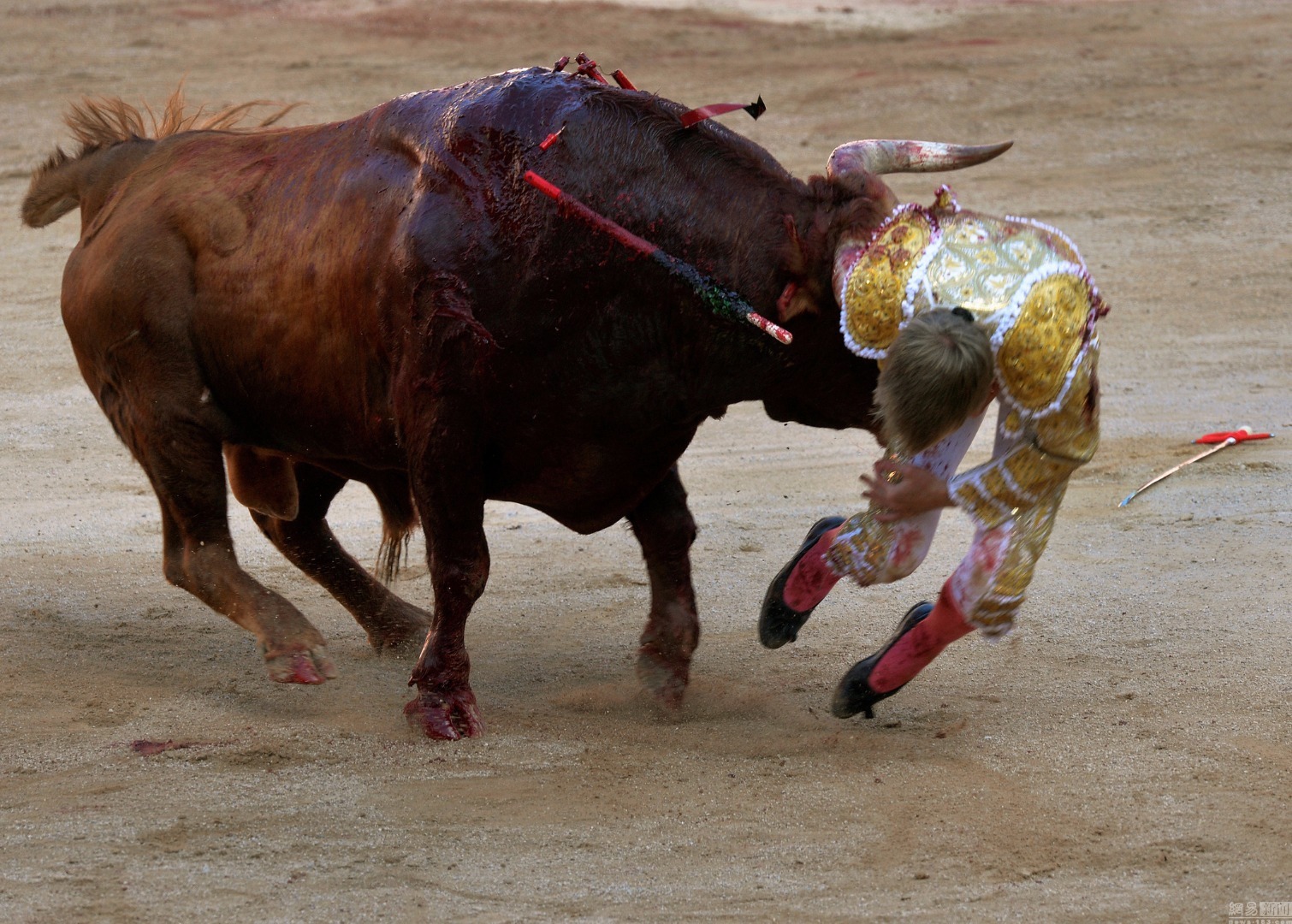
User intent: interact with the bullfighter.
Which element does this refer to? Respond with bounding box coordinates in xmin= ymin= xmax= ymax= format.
xmin=758 ymin=187 xmax=1107 ymax=719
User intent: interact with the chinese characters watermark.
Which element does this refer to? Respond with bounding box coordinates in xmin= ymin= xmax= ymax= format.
xmin=1229 ymin=902 xmax=1292 ymax=924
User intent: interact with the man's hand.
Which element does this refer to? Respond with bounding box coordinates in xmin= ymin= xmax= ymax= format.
xmin=862 ymin=459 xmax=951 ymax=524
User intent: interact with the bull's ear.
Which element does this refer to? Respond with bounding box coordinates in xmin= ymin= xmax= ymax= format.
xmin=780 ymin=215 xmax=808 ymax=276
xmin=777 ymin=215 xmax=818 ymax=324
xmin=777 ymin=279 xmax=821 ymax=324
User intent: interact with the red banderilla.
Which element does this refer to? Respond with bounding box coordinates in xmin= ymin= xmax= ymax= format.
xmin=525 ymin=170 xmax=793 ymax=344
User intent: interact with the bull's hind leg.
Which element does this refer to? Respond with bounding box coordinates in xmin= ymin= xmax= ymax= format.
xmin=628 ymin=466 xmax=700 ymax=708
xmin=246 ymin=458 xmax=430 ymax=653
xmin=405 ymin=458 xmax=489 ymax=739
xmin=127 ymin=429 xmax=336 ymax=684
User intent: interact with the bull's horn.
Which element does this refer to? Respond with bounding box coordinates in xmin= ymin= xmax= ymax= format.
xmin=826 ymin=139 xmax=1014 ymax=177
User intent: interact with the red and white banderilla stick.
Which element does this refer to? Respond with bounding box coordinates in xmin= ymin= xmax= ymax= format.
xmin=1117 ymin=426 xmax=1272 ymax=506
xmin=525 ymin=169 xmax=793 ymax=344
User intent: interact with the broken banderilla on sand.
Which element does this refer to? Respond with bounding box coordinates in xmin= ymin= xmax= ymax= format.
xmin=1117 ymin=426 xmax=1272 ymax=506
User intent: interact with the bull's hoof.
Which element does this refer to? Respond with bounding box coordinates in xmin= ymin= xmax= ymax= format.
xmin=637 ymin=645 xmax=690 ymax=709
xmin=265 ymin=645 xmax=336 ymax=684
xmin=405 ymin=689 xmax=484 ymax=741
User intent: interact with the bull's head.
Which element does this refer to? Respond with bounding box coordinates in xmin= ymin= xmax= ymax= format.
xmin=826 ymin=139 xmax=1014 ymax=303
xmin=763 ymin=139 xmax=1013 ymax=426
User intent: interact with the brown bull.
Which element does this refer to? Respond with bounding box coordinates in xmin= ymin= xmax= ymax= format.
xmin=23 ymin=68 xmax=1003 ymax=737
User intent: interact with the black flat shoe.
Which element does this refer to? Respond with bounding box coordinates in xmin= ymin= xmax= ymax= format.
xmin=829 ymin=601 xmax=933 ymax=719
xmin=758 ymin=517 xmax=844 ymax=648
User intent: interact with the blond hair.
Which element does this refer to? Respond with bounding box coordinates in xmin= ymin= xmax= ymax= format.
xmin=874 ymin=309 xmax=993 ymax=455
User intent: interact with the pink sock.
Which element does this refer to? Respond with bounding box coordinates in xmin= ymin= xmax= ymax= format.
xmin=783 ymin=529 xmax=839 ymax=613
xmin=869 ymin=584 xmax=973 ymax=693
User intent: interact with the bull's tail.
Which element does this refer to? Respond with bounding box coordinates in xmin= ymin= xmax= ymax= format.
xmin=368 ymin=477 xmax=418 ymax=584
xmin=22 ymin=83 xmax=294 ymax=228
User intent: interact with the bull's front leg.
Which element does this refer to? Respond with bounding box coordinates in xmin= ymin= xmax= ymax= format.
xmin=628 ymin=466 xmax=700 ymax=708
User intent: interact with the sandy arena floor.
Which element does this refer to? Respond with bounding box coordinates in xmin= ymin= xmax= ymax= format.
xmin=0 ymin=0 xmax=1292 ymax=921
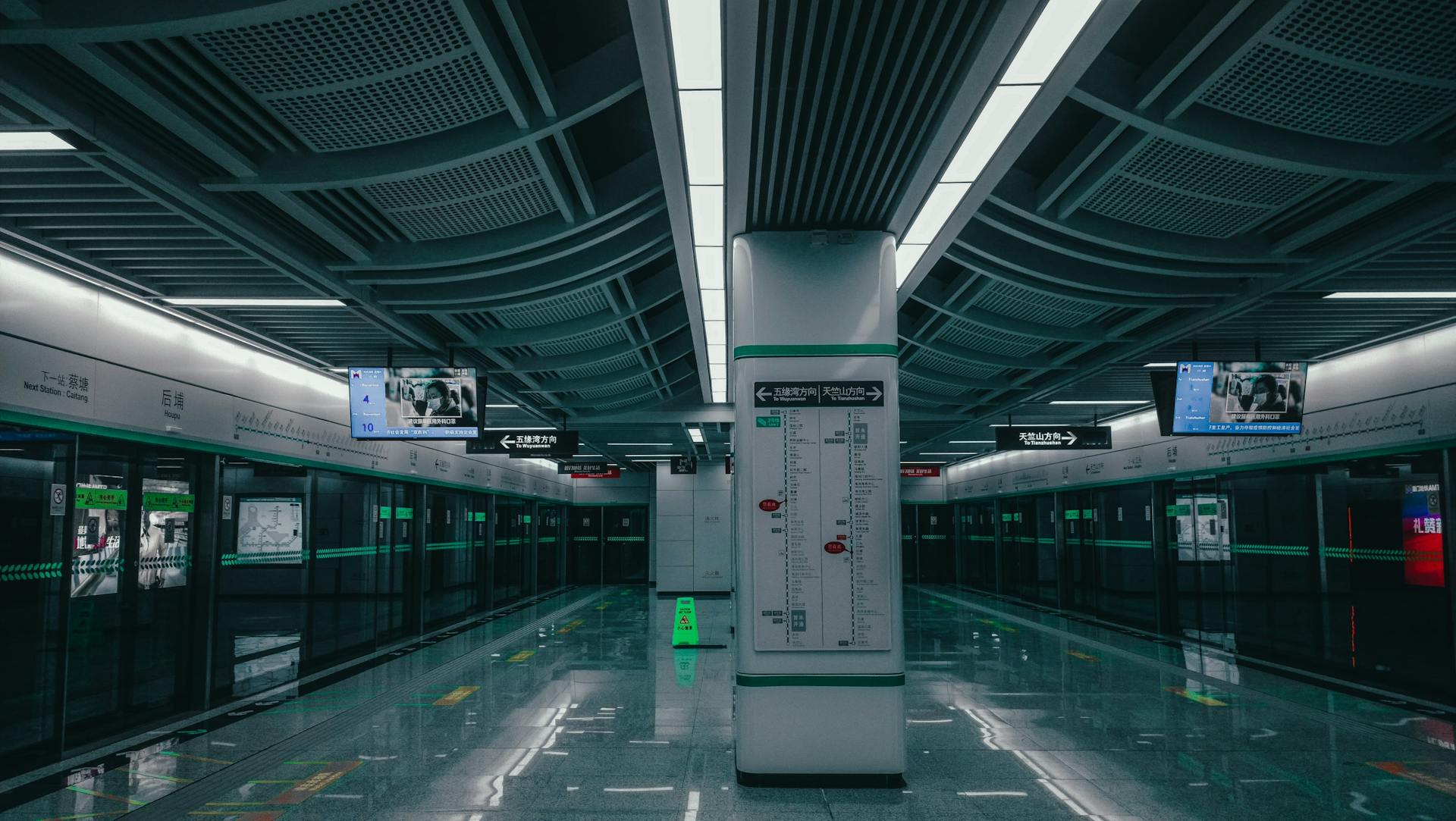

● Exercise prompt: Rewrite all of the records above, replacing "banderilla" with "dart" and keeping everything else the same. Leave the pictures out.

● Complete answer:
User intent: interact with the bullfighter.
Which element does this refer to? Respond with bounding box coordinates in xmin= ymin= xmax= ymax= format.
xmin=758 ymin=187 xmax=1107 ymax=719
User intent: interact with the chinese characters watermark.
Which element does this refer to? Respond with bounding box coordinates in xmin= ymin= xmax= ymax= format.
xmin=1229 ymin=902 xmax=1292 ymax=924
User intent: interact with the man's hand.
Which element does this refer to? Respond with bounding box coordinates in xmin= ymin= xmax= ymax= format.
xmin=862 ymin=459 xmax=951 ymax=524
User intent: interact with the bull's ear.
Which element does this refer to? Respond with bounding box coordinates in xmin= ymin= xmax= ymax= format.
xmin=780 ymin=215 xmax=808 ymax=276
xmin=777 ymin=215 xmax=818 ymax=324
xmin=777 ymin=279 xmax=821 ymax=324
User intent: interact with the red dart.
Which element does this refer to? Respond with bounding box coordinates in xmin= ymin= xmax= ymax= format.
xmin=525 ymin=170 xmax=793 ymax=344
User intent: interact with the bull's hind leg.
Which element does this refer to? Respond with bounding box coordinates in xmin= ymin= xmax= ymax= format.
xmin=628 ymin=466 xmax=700 ymax=708
xmin=246 ymin=458 xmax=430 ymax=653
xmin=405 ymin=458 xmax=489 ymax=739
xmin=127 ymin=429 xmax=336 ymax=684
User intent: interact with the bull's horn.
Which element does this refer to? Respond with bounding box coordinates in xmin= ymin= xmax= ymax= format.
xmin=826 ymin=139 xmax=1014 ymax=177
User intent: interact with the red and white dart stick.
Which element does this refer to? Respond with bounding box coordinates in xmin= ymin= xmax= ymax= format.
xmin=1117 ymin=426 xmax=1272 ymax=506
xmin=525 ymin=169 xmax=793 ymax=344
User intent: interact with the broken dart on sand.
Which element does this refer to? Respond with bounding box coordinates in xmin= ymin= xmax= ymax= format.
xmin=1117 ymin=426 xmax=1272 ymax=506
User intent: interact with the bull's hoof.
Which element does this refer to? Respond with bounding box coordinates in xmin= ymin= xmax= ymax= format.
xmin=637 ymin=645 xmax=690 ymax=709
xmin=265 ymin=645 xmax=336 ymax=684
xmin=405 ymin=689 xmax=484 ymax=741
User intent: interact with the bull's head.
Which element does this refer to? Respond with bounding box coordinates in xmin= ymin= xmax= ymax= format.
xmin=826 ymin=139 xmax=1014 ymax=303
xmin=763 ymin=139 xmax=1013 ymax=426
User intent: interact with the brown bull.
Which element does this refer to? Respond with bounding box coordinates in xmin= ymin= xmax= ymax= format.
xmin=23 ymin=68 xmax=1003 ymax=737
User intent: interact with the black flat shoe.
Which element does this refer to? Respond with bounding box coordinates in xmin= ymin= xmax= ymax= format.
xmin=829 ymin=601 xmax=933 ymax=719
xmin=758 ymin=517 xmax=844 ymax=648
User intent: interact with the blond hair.
Which element does this refer to? Respond with bounding box coordinates in xmin= ymin= xmax= ymax= format.
xmin=874 ymin=309 xmax=993 ymax=455
User intent: interact with the pink sock.
Which element does this refer to? Respond with bounding box coordinates in xmin= ymin= xmax= ymax= format.
xmin=783 ymin=529 xmax=839 ymax=613
xmin=869 ymin=584 xmax=973 ymax=693
User intent: interact with the bull's tail.
Which element does this refer to? Respond with bounding box coordinates in xmin= ymin= xmax= ymax= format.
xmin=368 ymin=477 xmax=418 ymax=584
xmin=22 ymin=83 xmax=294 ymax=228
User intent: interact with the bull's front leg.
Which element does this refer to? Respond with bounding box coordinates in xmin= ymin= xmax= ymax= format.
xmin=628 ymin=466 xmax=700 ymax=708
User intent: interact with the sandy arena floor.
Which element does this refer to? Respond with bounding box coordinates in xmin= ymin= xmax= ymax= format.
xmin=0 ymin=0 xmax=1292 ymax=921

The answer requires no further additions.